**EXERCISE GOAL**
All records must be restated word for word.

**Collection entries**
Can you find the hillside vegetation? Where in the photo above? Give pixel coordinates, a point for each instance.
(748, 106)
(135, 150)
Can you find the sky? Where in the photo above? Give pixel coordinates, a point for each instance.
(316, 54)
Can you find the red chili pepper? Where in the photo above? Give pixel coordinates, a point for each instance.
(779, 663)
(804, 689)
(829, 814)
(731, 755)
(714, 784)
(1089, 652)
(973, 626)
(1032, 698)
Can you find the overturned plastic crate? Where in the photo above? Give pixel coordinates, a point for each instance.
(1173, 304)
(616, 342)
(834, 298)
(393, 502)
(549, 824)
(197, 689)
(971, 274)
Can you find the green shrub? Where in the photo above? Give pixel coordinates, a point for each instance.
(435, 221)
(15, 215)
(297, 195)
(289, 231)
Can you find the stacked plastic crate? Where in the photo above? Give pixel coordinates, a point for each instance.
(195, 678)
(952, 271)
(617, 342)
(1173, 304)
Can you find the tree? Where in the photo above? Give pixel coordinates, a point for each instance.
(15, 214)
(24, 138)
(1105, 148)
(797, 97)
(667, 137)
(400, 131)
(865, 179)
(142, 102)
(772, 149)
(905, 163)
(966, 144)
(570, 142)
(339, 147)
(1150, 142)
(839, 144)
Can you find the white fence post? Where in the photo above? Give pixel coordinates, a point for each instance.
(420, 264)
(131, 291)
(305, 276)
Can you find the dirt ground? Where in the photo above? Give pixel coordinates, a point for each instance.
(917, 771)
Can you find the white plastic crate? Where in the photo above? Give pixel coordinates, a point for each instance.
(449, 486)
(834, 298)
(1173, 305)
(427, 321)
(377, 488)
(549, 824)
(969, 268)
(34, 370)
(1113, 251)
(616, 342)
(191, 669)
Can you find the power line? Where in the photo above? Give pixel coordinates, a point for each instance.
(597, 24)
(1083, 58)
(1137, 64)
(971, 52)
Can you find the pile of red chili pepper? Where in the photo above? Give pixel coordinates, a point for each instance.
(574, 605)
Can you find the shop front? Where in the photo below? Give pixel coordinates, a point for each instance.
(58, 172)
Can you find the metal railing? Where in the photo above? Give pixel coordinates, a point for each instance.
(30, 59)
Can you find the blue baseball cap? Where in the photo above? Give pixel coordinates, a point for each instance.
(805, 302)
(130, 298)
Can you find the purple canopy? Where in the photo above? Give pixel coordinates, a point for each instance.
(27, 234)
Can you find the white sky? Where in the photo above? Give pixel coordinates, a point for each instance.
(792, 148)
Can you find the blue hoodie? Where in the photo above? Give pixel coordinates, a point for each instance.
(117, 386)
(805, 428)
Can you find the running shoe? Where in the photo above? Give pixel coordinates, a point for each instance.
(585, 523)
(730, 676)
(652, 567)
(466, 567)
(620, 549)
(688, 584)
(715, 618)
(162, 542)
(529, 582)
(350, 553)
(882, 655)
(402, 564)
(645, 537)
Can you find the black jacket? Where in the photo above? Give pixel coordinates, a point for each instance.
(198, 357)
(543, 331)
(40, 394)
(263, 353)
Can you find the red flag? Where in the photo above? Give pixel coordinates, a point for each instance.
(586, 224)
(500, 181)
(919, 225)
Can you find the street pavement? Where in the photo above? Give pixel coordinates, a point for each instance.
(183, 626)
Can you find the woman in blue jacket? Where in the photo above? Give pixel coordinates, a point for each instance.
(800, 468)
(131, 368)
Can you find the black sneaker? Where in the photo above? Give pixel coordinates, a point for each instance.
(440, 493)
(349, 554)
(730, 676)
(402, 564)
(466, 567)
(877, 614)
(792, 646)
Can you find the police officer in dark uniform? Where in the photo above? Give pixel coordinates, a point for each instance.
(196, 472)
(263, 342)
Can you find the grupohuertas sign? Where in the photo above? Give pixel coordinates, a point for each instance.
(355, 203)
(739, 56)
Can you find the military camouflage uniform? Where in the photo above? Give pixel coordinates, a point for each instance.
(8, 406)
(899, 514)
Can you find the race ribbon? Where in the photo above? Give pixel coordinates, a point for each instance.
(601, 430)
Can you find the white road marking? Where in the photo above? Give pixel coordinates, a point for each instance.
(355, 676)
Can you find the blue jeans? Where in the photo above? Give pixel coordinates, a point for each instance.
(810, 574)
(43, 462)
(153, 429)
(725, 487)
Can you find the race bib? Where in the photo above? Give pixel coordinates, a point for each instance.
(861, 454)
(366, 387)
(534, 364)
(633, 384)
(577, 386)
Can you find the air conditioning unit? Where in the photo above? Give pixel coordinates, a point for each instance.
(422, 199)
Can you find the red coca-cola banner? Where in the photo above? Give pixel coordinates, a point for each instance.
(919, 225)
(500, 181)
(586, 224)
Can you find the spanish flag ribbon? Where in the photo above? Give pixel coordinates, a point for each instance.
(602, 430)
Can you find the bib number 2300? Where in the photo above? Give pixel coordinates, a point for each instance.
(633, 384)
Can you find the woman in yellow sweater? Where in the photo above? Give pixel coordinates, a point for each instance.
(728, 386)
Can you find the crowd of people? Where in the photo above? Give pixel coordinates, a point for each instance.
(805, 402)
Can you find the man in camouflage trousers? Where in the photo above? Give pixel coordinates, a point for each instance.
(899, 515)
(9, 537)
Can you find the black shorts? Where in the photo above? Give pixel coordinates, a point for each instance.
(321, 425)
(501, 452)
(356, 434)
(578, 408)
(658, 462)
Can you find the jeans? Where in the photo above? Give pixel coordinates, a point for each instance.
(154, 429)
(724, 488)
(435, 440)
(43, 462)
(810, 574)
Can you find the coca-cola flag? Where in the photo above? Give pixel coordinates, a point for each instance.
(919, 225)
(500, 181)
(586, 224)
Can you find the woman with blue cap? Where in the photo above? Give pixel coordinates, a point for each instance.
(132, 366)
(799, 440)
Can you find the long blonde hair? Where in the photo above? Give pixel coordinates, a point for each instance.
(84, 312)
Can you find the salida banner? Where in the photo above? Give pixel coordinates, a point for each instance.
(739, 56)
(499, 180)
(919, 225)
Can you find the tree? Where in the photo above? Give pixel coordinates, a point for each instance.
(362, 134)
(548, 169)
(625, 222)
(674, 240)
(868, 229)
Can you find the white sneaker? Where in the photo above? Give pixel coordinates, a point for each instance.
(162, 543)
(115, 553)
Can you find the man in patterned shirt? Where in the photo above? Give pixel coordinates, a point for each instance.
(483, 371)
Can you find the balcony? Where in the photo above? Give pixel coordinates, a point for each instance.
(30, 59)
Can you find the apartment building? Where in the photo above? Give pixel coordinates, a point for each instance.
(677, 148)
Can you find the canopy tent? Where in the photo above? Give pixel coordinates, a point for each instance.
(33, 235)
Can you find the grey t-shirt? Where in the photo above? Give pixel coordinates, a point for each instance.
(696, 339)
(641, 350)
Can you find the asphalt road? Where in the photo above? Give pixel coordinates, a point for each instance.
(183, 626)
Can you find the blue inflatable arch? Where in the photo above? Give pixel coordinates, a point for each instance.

**EXERCISE ANSWER**
Can you find the hillside vegetation? Where in the photo above? Give pixel coordinates, a point for each instance.
(748, 106)
(135, 150)
Can you find the sky? Where in the photo above? Give pixel coordinates, a point for each instance.
(316, 54)
Can you find the red chili pepper? Where in the photo above? Give pixel coordinates, a point for each instance.
(779, 663)
(804, 689)
(829, 814)
(731, 755)
(714, 784)
(1089, 652)
(973, 626)
(1032, 698)
Can you find the overturned plastic crate? Where in the photo above? Give pixel coordinates, a point for each instance.
(1173, 304)
(616, 342)
(834, 298)
(393, 502)
(549, 824)
(197, 689)
(971, 274)
Can you find the green shrub? Where in the photo above? Give pixel coordinates, a point for each instance.
(435, 221)
(15, 215)
(297, 195)
(289, 231)
Can you find the stacked plastic crate? Where in the photo above? Give pixel coordinates, a point for each instance.
(195, 678)
(952, 271)
(617, 342)
(1173, 304)
Can you find the tree? Where in the photo above? Give pixel coordinates, a point for each instance.
(15, 214)
(24, 138)
(1105, 148)
(797, 97)
(667, 137)
(400, 131)
(865, 179)
(142, 102)
(772, 149)
(905, 163)
(966, 144)
(570, 142)
(339, 147)
(1150, 142)
(839, 144)
Can you find the white fence post? Where in the photo above? Give pixel coordinates, a point for each instance.
(420, 264)
(131, 291)
(305, 276)
Can you find the dirt ground? Where in the photo above? Give pixel coordinates, a point for each instance.
(917, 771)
Can you find the white plastic crate? Where in the photo above? Give pixel coordinates, a point for each instance.
(449, 486)
(834, 298)
(1173, 305)
(427, 321)
(377, 488)
(549, 824)
(969, 268)
(34, 370)
(1113, 251)
(616, 342)
(191, 669)
Can you find the power line? Where in the photo above? Give pixel coordinates, a point for each instance.
(597, 24)
(1083, 58)
(1137, 64)
(971, 52)
Can you find the pile of red chili pepper? Where in the photo above? Give pixel coordinates, a point for each instance.
(574, 605)
Can you find the shop front? Where in the photo below? Give pixel coordinates, a point for each instance.
(58, 172)
Can you find the metal railing? Where in the photo above? Give pixel coordinates, a point for each instance.
(30, 59)
Can you find the blue baseball cap? Where in the photo above? Give pixel coordinates, a point for each instance.
(805, 302)
(130, 298)
Can you find the purple canopy? Where in the photo above? Give pixel coordinates, a point for each instance.
(27, 234)
Can you find the white sky? Where in the photo above? Give pixel coordinates, a point for each instance.
(792, 148)
Can you find the blue hoodie? Where in the photo above? Give pixel coordinates, a point for each instance.
(117, 386)
(805, 428)
Can you find the running shoe? Where in the photo above? Give pixel coordinates, a point for each instance.
(585, 523)
(730, 676)
(652, 567)
(466, 567)
(620, 549)
(688, 584)
(715, 618)
(162, 542)
(529, 582)
(350, 553)
(882, 655)
(402, 564)
(645, 537)
Can you find the black jacket? Where in the photo above? Give pixel coordinates, a point for each instance.
(198, 357)
(543, 331)
(40, 394)
(263, 353)
Can you find the red flag? Where in the photo above? Give pixel coordinates, a point for each instance.
(586, 224)
(500, 181)
(919, 225)
Can you find the street pavement? Where in the photo above? Give pixel coordinates, a point for each instance.
(183, 626)
Can you find the woman in blue jacket? Where in the photo above? Give pixel coordinates, a point for each instance.
(800, 468)
(131, 368)
Can you find the black sneaker? Where in the photo above? Give pixel coordinates, a point for each instance.
(440, 493)
(349, 554)
(730, 676)
(402, 564)
(466, 567)
(877, 614)
(792, 646)
Can you find the police officer in dark uniform? Where in the photo above? Give pixel coordinates, a point for each instance.
(196, 472)
(263, 342)
Can you find the grupohuertas sign? Where in the photo above? Give pixel coordinates, a point for each instance.
(355, 203)
(739, 56)
Can you find the military camouflage uniform? Where in the photo above? Give pixel coordinates, a point for each instance.
(8, 406)
(899, 514)
Can you find the race ribbon? Where in the photo above? Give pixel coordinates, a point for each instance.
(601, 430)
Can you find the white road marking? Where in the photo above? Give pixel coordinates, a point for each instance.
(355, 676)
Can you find the blue jeans? Where in the photo above? Give pixel coordinates, a point for each instance.
(810, 574)
(43, 462)
(153, 429)
(725, 487)
Can you find the race bib? Where in the photo above? Give pixel coordinates, a point for each instance.
(861, 454)
(366, 387)
(534, 364)
(633, 384)
(577, 386)
Can you find the air conditioning unit? Where in the photo above? Give pixel coordinates, a point for each instance.
(422, 199)
Can you find the red coca-cola banner? Where in the photo above? Give pixel coordinates, a point for each instance.
(919, 225)
(500, 181)
(586, 224)
Can you find the spanish flag ribbon? Where in the photo above? Give pixel coordinates, a point for each instance.
(602, 430)
Can you find the bib number 2300? Where in the photo above? Give pixel coordinates, a point for each instance.
(633, 384)
Can you find the woman in yellow sweater? Where in the photo above? Give pixel coordinates, a point for each instance.
(728, 386)
Can you find the crowd of people? Where in the photo above? Give pixel coordinates, a point for each instance.
(805, 402)
Can you find the man in camouflage trousers? Where in the photo above? Give pixel coordinates, a point for each instance.
(899, 515)
(9, 537)
Can you find the black shorts? Where in the photo above? Give pixel coordinates, a point for each instance.
(321, 425)
(501, 452)
(356, 434)
(578, 408)
(658, 462)
Can you find the jeans? Where in the photo above? Give pixel coordinates, a point for each instance.
(154, 429)
(724, 488)
(435, 440)
(43, 462)
(810, 574)
Can you find the coca-cola flag? Where in the photo above? Give pixel coordinates, a point for each instance.
(919, 225)
(500, 181)
(586, 224)
Can you find the woman with blue cap? Where in the photo above? Give pixel coordinates, a point for each instance.
(132, 366)
(799, 440)
Can you find the long blonde hair? Where in the photo above? Give pixel coordinates, a point for each instance.
(84, 312)
Can you find the salida banner? Where in the photo above? Give pixel coordinates, a point for each instance.
(739, 56)
(499, 180)
(919, 225)
Can you find the tree? Where in the photo above? Give pixel coordinates, a point for each instance.
(362, 134)
(548, 169)
(625, 222)
(674, 240)
(868, 229)
Can you find the white sneaker? Where in the photo above? Give pixel coordinates, a point for each instance.
(162, 543)
(115, 553)
Can you find the man in patterned shirt? Where in the photo above? Give pixel coordinates, a point for each instance.
(483, 371)
Can you find the balcony? Where in the photo above? Give pixel coordinates, a point for each instance.
(30, 59)
Can you find the apartment building? Where in the photo above? Give pixel coordinates, a point for each instance.
(677, 148)
Can you find the canopy tent? Where in the photo above? Give pixel coordinates, a point for each instance.
(33, 235)
Can you find the grey t-shirt? Where in the photo above? Give pixel coordinates, a point for each instance.
(696, 339)
(641, 350)
Can you find the asphalt road? Where in the photo above? Give pixel coordinates, a point for each instance.
(183, 626)
Can you find the blue inflatable arch? Where in the photo above? Give pixel coordinates, a point for each instance.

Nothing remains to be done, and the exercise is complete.